### Goal
Start at the line containing "Could you point out the blue tarp" and transcribe every line exactly through the end of the records below, and only those lines.

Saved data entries
▽
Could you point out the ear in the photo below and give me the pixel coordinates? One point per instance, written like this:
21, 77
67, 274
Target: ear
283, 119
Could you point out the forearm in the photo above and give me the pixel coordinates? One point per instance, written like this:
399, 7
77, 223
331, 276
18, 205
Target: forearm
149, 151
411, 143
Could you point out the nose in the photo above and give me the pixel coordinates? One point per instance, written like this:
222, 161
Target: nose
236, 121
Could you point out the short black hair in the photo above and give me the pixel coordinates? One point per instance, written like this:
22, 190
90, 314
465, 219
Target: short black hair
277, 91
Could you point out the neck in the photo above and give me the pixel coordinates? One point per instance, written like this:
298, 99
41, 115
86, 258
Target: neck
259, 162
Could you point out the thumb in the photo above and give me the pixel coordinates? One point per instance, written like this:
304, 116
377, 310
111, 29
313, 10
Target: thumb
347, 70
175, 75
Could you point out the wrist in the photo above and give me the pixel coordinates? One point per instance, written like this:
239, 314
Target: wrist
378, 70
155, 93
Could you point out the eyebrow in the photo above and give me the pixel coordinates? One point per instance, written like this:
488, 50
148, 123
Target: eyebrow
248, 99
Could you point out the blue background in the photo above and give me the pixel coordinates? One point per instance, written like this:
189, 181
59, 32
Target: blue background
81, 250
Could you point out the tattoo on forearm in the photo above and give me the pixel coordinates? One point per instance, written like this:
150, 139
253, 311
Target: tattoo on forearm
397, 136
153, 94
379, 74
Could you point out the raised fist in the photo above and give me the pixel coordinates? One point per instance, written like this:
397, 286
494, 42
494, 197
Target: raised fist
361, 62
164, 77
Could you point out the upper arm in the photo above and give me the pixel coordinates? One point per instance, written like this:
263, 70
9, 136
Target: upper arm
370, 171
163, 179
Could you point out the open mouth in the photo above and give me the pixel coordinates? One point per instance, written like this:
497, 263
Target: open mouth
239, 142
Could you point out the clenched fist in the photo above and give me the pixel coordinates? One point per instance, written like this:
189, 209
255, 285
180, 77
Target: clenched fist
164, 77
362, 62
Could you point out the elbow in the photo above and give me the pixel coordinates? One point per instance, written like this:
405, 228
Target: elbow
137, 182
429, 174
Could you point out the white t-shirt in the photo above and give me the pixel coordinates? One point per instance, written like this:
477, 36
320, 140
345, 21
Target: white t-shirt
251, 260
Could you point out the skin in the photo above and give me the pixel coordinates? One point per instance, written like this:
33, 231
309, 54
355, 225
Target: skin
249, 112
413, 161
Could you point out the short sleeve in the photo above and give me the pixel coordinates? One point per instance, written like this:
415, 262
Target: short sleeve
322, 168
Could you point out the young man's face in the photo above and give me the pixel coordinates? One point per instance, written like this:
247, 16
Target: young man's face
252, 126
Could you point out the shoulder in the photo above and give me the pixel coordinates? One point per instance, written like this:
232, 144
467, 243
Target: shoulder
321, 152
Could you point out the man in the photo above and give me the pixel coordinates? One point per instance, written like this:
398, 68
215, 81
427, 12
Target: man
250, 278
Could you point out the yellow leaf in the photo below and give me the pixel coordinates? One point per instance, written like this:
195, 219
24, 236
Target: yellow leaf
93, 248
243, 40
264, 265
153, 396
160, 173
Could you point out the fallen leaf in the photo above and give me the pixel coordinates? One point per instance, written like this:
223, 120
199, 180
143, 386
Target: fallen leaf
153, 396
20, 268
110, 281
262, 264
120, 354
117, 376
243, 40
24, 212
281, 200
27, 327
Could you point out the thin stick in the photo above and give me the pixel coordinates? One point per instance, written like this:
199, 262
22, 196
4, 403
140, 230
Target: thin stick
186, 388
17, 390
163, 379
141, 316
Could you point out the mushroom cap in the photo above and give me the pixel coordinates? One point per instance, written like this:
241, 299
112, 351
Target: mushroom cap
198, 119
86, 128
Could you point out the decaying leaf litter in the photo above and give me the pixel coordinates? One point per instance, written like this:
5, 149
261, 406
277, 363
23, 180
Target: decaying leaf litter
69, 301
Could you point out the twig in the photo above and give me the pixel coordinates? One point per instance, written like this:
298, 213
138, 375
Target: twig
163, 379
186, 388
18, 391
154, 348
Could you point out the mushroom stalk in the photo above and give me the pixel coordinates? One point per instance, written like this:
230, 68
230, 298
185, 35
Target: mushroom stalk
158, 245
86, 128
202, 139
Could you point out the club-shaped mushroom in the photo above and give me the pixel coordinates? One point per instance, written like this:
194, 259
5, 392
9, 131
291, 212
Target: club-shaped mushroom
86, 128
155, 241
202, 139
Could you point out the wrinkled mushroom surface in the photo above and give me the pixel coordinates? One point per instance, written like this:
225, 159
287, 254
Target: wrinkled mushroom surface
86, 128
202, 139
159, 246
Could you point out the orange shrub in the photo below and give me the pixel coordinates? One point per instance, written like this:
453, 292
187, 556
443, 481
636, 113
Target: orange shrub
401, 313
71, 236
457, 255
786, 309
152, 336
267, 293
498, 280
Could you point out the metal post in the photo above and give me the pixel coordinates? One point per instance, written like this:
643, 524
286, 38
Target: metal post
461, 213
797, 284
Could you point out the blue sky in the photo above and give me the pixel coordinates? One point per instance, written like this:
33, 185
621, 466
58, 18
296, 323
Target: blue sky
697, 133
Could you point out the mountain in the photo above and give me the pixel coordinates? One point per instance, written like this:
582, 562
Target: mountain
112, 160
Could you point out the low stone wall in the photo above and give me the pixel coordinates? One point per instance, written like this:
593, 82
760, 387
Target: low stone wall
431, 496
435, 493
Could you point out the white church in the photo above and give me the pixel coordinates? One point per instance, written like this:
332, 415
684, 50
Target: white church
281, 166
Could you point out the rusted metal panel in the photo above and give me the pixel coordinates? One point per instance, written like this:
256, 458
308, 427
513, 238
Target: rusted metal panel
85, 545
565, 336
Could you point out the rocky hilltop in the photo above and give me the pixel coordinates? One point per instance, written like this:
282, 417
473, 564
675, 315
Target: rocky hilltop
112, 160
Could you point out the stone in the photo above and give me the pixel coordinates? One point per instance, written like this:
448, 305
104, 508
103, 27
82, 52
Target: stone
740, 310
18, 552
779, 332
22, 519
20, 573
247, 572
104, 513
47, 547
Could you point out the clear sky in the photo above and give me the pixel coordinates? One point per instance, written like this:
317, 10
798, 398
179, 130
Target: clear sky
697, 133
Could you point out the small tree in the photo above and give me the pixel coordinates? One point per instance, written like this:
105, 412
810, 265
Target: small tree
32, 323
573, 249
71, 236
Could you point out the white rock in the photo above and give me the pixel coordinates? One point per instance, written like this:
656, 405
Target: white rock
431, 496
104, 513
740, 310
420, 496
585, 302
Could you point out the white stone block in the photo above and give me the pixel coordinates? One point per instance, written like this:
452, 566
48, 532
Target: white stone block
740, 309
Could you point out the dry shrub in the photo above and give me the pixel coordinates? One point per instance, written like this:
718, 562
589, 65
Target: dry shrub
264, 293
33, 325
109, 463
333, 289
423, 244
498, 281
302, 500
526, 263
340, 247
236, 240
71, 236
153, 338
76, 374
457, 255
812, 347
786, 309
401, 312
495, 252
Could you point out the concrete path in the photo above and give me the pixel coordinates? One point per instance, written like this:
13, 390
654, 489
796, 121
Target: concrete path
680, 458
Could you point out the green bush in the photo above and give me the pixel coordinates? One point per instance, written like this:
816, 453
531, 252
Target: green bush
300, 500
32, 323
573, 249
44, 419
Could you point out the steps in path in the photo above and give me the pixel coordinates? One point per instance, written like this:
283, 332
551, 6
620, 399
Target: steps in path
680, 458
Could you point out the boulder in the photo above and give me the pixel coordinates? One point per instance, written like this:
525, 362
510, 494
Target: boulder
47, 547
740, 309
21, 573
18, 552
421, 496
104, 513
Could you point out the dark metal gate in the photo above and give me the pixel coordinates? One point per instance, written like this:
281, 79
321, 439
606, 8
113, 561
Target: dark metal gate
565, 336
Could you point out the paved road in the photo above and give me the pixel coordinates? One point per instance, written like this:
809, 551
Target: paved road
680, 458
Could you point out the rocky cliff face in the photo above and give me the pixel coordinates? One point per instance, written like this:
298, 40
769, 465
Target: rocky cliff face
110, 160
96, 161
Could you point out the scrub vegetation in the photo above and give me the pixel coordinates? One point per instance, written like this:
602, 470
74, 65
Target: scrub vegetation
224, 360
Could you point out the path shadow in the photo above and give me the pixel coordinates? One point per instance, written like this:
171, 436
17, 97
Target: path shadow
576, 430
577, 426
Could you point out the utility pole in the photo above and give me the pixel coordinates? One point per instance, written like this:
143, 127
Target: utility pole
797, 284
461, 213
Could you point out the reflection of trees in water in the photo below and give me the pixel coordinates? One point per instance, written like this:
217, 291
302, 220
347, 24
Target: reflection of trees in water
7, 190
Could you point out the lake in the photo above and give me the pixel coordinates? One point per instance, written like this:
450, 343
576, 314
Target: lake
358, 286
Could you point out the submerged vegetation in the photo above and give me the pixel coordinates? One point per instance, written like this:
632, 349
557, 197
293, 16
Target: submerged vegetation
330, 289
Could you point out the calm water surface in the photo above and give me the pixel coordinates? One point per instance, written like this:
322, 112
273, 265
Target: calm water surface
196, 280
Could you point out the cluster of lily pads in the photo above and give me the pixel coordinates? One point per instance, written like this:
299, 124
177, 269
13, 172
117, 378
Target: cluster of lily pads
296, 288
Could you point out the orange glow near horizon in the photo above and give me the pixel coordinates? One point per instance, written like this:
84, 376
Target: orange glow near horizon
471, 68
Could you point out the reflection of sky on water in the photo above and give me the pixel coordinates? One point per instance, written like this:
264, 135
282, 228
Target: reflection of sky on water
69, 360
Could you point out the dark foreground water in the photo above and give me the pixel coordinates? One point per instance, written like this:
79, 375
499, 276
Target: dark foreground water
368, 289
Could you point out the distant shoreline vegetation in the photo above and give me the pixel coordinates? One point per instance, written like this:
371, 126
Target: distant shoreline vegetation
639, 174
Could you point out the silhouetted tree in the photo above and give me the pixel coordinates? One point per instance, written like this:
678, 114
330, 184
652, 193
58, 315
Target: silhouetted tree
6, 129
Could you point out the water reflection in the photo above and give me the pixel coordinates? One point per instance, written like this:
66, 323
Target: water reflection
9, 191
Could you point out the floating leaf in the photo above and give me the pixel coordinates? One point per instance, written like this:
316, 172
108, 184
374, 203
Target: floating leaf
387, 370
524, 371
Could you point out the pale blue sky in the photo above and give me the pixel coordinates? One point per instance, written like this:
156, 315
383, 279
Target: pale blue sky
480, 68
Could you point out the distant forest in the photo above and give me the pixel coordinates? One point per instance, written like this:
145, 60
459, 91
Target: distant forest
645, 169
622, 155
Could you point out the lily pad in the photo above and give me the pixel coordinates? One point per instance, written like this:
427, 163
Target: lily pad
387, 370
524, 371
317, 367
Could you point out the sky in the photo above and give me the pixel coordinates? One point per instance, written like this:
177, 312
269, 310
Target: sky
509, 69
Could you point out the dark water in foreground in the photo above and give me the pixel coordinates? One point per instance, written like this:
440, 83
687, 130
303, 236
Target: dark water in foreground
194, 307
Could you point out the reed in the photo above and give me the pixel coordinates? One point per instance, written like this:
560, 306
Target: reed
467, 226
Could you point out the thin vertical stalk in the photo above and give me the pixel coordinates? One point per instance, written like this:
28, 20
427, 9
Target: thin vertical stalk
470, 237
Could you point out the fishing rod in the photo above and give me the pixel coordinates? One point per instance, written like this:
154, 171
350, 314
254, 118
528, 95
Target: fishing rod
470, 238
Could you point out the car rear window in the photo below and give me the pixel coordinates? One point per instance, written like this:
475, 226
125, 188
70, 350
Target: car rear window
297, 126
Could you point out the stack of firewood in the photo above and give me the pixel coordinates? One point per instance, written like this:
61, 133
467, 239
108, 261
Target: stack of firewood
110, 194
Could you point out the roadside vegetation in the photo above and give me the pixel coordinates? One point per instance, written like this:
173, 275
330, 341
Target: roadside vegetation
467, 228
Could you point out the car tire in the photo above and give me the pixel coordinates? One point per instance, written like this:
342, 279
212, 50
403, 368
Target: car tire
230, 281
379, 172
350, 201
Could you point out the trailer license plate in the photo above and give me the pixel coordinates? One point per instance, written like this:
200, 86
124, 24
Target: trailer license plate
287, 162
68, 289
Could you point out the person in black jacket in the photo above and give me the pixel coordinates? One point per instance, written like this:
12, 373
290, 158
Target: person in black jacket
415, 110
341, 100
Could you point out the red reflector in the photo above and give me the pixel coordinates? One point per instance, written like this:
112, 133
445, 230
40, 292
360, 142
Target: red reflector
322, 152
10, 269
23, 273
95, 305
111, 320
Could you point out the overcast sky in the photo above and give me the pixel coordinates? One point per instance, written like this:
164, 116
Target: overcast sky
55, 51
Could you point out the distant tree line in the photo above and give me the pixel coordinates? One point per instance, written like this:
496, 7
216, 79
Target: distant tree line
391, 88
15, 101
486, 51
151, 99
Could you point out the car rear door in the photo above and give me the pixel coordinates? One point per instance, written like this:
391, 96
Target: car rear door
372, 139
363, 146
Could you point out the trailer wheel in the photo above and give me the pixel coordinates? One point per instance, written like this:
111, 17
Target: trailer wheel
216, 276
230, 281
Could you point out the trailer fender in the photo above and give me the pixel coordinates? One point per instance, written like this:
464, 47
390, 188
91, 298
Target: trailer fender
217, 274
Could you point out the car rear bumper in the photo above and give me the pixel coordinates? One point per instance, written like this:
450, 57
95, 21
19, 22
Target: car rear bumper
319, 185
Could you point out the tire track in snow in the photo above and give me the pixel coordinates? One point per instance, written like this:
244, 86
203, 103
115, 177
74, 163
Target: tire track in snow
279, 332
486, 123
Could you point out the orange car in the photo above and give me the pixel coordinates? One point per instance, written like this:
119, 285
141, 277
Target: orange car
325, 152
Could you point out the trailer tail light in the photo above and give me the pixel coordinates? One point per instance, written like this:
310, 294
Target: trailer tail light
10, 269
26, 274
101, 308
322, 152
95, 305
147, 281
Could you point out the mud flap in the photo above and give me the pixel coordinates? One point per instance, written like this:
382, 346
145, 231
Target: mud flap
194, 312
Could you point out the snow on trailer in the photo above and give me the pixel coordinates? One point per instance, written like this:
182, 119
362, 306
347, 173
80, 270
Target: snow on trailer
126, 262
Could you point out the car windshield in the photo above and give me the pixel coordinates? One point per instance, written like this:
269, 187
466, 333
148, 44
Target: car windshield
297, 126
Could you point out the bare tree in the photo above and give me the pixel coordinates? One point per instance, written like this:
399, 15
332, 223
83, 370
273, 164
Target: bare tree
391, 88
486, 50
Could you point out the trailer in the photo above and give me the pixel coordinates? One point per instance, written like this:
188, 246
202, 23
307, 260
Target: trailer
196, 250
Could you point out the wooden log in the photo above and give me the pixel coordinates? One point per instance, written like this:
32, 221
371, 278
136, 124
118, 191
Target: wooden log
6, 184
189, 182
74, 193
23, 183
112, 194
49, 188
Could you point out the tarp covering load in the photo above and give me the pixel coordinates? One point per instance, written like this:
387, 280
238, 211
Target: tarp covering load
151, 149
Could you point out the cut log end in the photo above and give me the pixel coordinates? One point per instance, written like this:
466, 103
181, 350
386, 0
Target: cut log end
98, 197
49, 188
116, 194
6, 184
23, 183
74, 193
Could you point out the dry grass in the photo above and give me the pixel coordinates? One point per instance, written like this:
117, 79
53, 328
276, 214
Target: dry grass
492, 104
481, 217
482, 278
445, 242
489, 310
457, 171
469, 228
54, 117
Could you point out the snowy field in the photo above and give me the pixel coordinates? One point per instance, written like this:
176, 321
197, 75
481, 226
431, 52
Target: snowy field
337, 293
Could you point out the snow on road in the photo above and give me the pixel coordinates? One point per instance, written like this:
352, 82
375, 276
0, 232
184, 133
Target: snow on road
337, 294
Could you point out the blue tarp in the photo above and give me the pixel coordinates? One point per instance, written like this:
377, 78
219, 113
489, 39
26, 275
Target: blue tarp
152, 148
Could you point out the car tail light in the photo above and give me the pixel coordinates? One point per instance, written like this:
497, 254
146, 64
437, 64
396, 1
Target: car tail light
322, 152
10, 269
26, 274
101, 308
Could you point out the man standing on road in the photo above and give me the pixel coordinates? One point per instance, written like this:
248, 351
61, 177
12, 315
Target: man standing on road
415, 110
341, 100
△
### Solved problem
Could you point out the blue tarp in the photo above and give me the pixel coordinates? One point per instance, written like this:
377, 78
219, 113
489, 39
26, 275
Target: blue tarp
152, 148
Could you point out the car tail light in the photo above and give me the pixel coordinates? One point per instance, written like this:
497, 254
146, 64
437, 64
396, 1
Target: car tail light
322, 152
10, 269
26, 274
101, 308
Could you point out the man standing on road in the photo above and give me the pixel coordinates? One point per instance, written like this:
248, 351
61, 177
12, 315
Target: man standing on road
415, 110
341, 100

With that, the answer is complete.